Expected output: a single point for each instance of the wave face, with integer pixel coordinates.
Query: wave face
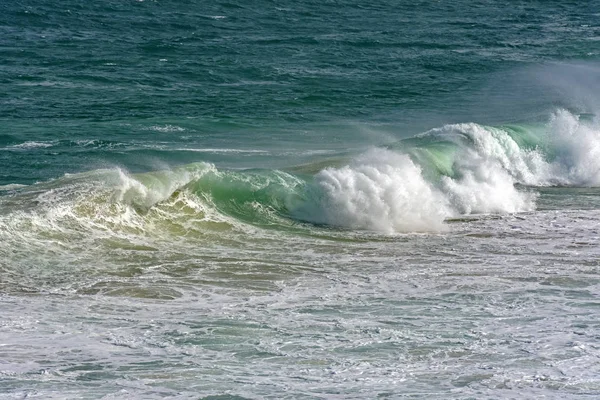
(411, 186)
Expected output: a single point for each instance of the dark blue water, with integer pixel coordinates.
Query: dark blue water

────────

In the copy, include no pictures; restate the listing above exactly.

▶ **Expected answer**:
Expected output: a single point for each instance of the wave face, with integer pixel coordinates.
Query: wave face
(411, 186)
Expected output: a single point for each instance of the dark blue water, with integer pixel coordinates.
Query: dark blue water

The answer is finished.